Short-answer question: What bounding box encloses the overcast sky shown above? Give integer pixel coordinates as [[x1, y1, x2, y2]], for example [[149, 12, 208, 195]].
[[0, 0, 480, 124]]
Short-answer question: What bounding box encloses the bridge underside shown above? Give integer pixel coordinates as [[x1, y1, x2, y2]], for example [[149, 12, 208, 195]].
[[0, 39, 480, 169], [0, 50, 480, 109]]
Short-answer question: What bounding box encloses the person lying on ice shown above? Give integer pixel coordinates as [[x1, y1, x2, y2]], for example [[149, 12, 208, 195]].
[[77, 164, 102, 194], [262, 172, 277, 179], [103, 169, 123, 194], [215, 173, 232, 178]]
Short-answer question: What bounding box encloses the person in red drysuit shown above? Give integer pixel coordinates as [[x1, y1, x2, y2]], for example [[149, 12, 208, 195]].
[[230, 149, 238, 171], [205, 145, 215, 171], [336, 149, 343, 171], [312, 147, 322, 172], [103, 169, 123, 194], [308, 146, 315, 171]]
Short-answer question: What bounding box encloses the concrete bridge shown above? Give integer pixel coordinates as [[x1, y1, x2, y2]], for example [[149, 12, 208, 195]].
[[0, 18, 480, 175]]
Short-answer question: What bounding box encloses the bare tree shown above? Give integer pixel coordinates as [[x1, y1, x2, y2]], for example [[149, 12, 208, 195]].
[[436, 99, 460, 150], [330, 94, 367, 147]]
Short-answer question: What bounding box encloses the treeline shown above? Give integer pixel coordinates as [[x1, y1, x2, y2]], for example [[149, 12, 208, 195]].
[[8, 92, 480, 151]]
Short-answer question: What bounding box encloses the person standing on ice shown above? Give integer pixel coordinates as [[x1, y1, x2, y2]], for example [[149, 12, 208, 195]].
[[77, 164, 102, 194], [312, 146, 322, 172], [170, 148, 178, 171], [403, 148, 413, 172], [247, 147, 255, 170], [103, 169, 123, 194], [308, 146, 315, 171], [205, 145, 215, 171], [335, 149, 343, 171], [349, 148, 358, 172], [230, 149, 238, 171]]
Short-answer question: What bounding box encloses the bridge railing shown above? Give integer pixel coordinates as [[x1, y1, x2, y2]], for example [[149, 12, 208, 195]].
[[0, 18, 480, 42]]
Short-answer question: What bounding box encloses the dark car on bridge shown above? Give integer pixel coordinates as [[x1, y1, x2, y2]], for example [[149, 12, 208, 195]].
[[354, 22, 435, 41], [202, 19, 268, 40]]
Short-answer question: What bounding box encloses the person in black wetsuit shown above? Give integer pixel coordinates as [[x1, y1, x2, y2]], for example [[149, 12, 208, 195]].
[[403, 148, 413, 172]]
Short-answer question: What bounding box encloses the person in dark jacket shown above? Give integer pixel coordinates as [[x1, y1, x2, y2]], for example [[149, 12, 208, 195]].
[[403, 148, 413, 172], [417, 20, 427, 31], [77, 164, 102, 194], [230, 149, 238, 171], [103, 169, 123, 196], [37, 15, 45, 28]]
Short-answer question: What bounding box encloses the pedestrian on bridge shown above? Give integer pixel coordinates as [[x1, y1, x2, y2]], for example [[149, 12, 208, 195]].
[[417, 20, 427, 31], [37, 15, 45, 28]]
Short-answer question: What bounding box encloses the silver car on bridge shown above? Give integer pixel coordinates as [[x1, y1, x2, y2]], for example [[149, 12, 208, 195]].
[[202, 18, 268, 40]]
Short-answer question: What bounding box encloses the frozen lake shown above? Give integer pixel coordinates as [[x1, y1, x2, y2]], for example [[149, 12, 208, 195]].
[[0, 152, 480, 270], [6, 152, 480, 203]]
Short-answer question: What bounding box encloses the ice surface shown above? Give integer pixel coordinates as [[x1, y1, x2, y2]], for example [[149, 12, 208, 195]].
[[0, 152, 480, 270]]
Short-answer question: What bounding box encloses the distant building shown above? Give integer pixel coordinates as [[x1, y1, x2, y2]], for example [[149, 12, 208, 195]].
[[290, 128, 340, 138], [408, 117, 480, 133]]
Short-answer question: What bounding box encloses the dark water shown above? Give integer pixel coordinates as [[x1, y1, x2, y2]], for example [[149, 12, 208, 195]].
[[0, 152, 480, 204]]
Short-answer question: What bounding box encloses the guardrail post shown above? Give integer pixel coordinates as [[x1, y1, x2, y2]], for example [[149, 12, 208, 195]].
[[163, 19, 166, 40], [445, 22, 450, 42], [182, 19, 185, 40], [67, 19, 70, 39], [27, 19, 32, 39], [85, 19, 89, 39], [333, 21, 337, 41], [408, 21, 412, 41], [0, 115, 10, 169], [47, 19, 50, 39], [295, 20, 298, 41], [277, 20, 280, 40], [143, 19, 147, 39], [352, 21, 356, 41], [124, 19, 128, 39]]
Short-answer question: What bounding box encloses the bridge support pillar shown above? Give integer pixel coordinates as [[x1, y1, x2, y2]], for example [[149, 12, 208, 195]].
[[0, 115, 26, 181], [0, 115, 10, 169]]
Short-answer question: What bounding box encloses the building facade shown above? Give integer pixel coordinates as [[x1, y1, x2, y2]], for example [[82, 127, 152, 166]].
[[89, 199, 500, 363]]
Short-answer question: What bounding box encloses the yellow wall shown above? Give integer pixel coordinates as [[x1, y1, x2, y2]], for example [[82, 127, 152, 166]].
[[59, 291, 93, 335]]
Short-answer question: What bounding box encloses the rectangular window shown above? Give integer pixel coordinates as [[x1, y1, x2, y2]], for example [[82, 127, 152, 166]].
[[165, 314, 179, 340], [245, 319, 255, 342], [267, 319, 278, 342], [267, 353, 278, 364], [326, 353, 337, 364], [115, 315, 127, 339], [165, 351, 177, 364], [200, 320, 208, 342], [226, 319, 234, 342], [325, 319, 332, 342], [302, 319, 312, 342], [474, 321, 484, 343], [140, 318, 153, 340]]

* * *

DIRECTIONS:
Reproduce the listing above line for line, without any changes.

ANSWER TO THE PROBLEM:
Short-answer question: What bounding box encloses the overcast sky shown above? Give integer pixel coordinates as [[x1, y1, x2, y2]], for example [[149, 12, 208, 195]].
[[0, 0, 480, 124]]
Short-answer question: What bounding box encloses the bridge underside shown above? Give integer pixel coordinates as [[x1, y1, x2, y2]], for example [[149, 12, 208, 195]].
[[0, 39, 480, 169], [0, 50, 480, 109]]
Short-answer question: What bounding box encloses the person lying on ice shown above? Give integer pixel coordinates as [[x1, y1, x2, y2]], for example [[149, 12, 208, 195]].
[[77, 164, 102, 194], [262, 172, 277, 179], [103, 169, 123, 194], [215, 173, 232, 178]]
Short-answer question: What bounding box encloses the person in red drysuit shown above? Give integer pixel coordinates as [[x1, y1, x2, y2]], for example [[149, 12, 208, 195]].
[[230, 149, 238, 171], [205, 145, 215, 171], [336, 149, 343, 171], [312, 147, 322, 172], [103, 169, 123, 194], [308, 146, 315, 171]]
Short-answer question: What bounding box encloses the concrete bridge shown above? Give integer pixel coordinates as [[x1, y1, x2, y2]], for example [[149, 12, 208, 195]].
[[0, 18, 480, 175]]
Short-answer question: What bounding box encloses the bare tree shown above? Give integer pixel coordinates as [[x1, y1, x2, y2]], for example [[149, 12, 208, 195]].
[[436, 99, 460, 150], [330, 94, 367, 147]]
Short-answer question: What bounding box encloses the treeline shown above? Give integer pixel coordinates as [[x1, y1, x2, y2]], for example [[149, 12, 208, 195]].
[[8, 92, 480, 151]]
Short-answer question: What bounding box encloses the person standing on ice shown above? Give integer pixel coordinates as [[x1, y1, x2, y2]], for example [[149, 12, 208, 195]].
[[77, 164, 102, 194], [312, 146, 322, 172], [170, 148, 178, 171], [403, 148, 413, 172], [247, 147, 255, 170], [103, 169, 123, 194], [308, 146, 315, 171], [205, 145, 215, 171], [335, 149, 343, 171], [349, 148, 358, 172], [230, 149, 238, 171]]
Short-answer question: What bounding box encloses the bridge railing shown above? Give integer pixel coordinates as [[x1, y1, x2, y2]], for example [[149, 12, 208, 195]].
[[0, 18, 480, 42]]
Short-answer question: What bounding box encloses the dark car on bridge shown above? Give integer pixel coordinates as [[x1, y1, x2, y2]], for example [[149, 12, 208, 195]].
[[354, 22, 435, 41], [202, 19, 268, 40]]
Short-answer question: What bounding box encloses the person in black wetsuit shown above? Give integer pixel coordinates as [[x1, y1, x2, y2]], for example [[149, 12, 208, 195]].
[[403, 148, 413, 172]]
Short-answer question: What bounding box encloses the person in dark jacket shown above? Give integer pixel coordinates as [[x1, y1, x2, y2]], for example [[149, 12, 208, 195]].
[[403, 148, 413, 172], [417, 20, 427, 31], [77, 164, 102, 194], [230, 149, 238, 171], [103, 169, 123, 196], [37, 15, 45, 28]]
Short-answer question: What bounding box encloses the pedestrian on bridge shown above? Give integer pixel coordinates as [[x1, y1, x2, y2]], for example [[149, 12, 208, 195]].
[[417, 20, 427, 31], [37, 15, 45, 28]]
Short-answer question: What bounding box encloses the silver car on bridge shown above? Give integer pixel coordinates as [[x1, y1, x2, y2]], for example [[149, 12, 208, 195]].
[[202, 18, 268, 40]]
Short-answer question: What bounding box encloses the frozen lake shown above? Give integer pixel coordinates as [[x1, y1, x2, y2]], for example [[149, 12, 208, 195]].
[[0, 152, 480, 270], [6, 152, 480, 203]]
Short-answer question: What bounding box encloses the ice surface shown above? Give integer pixel coordinates as [[x1, y1, x2, y2]], for example [[149, 12, 208, 195]].
[[0, 152, 480, 270]]
Short-answer question: What bounding box encloses the distant building shown above? Give integer pixel coordinates as [[x1, y1, x2, y2]], for example [[149, 12, 208, 195]].
[[290, 128, 340, 138], [408, 117, 480, 133]]
Short-answer question: What bounding box encloses the dark water shown above? Give integer pixel coordinates as [[x1, y1, x2, y2]], for example [[149, 12, 208, 195]].
[[0, 152, 480, 204]]
Short-answer question: What bounding box encloses the guardrail post shown above? Give integer pixel coordinates as [[x1, y1, x2, y2]], for example [[149, 12, 208, 195]].
[[163, 19, 166, 40], [445, 22, 450, 42], [182, 19, 185, 40], [67, 19, 70, 39], [27, 19, 32, 39], [85, 19, 89, 39], [333, 21, 337, 41], [408, 21, 412, 41], [0, 115, 10, 169], [47, 19, 50, 39], [295, 20, 298, 41], [277, 20, 280, 40], [143, 19, 147, 39], [352, 21, 356, 41], [124, 19, 128, 39]]
Short-answer question: What bounding box encloses the bridge support pillar shown above? Give integer pixel coordinates as [[x1, y1, x2, y2]], for example [[149, 12, 208, 195]].
[[0, 115, 26, 181], [0, 115, 10, 169]]
Short-answer question: What bounding box encloses the building facade shown above? Give integer pixel coordinates as [[x1, y1, x2, y2]], for example [[82, 127, 152, 166]].
[[89, 199, 500, 363]]
Short-answer question: What bounding box encloses the yellow wall shown above? Give integer pixel coordinates as [[x1, y1, x2, y2]], for example [[82, 127, 152, 166]].
[[59, 291, 93, 335]]
Short-answer question: What bounding box encloses the rectangular window shown above? Give integer pixel coordinates as [[x1, y1, x2, y2]], for example [[82, 127, 152, 166]].
[[165, 314, 179, 340], [245, 319, 255, 342], [267, 319, 278, 342], [267, 353, 278, 364], [326, 353, 337, 364], [115, 315, 127, 339], [165, 351, 177, 364], [200, 320, 208, 342], [226, 319, 234, 342], [325, 319, 332, 342], [302, 319, 312, 342], [474, 321, 484, 343], [140, 318, 153, 340]]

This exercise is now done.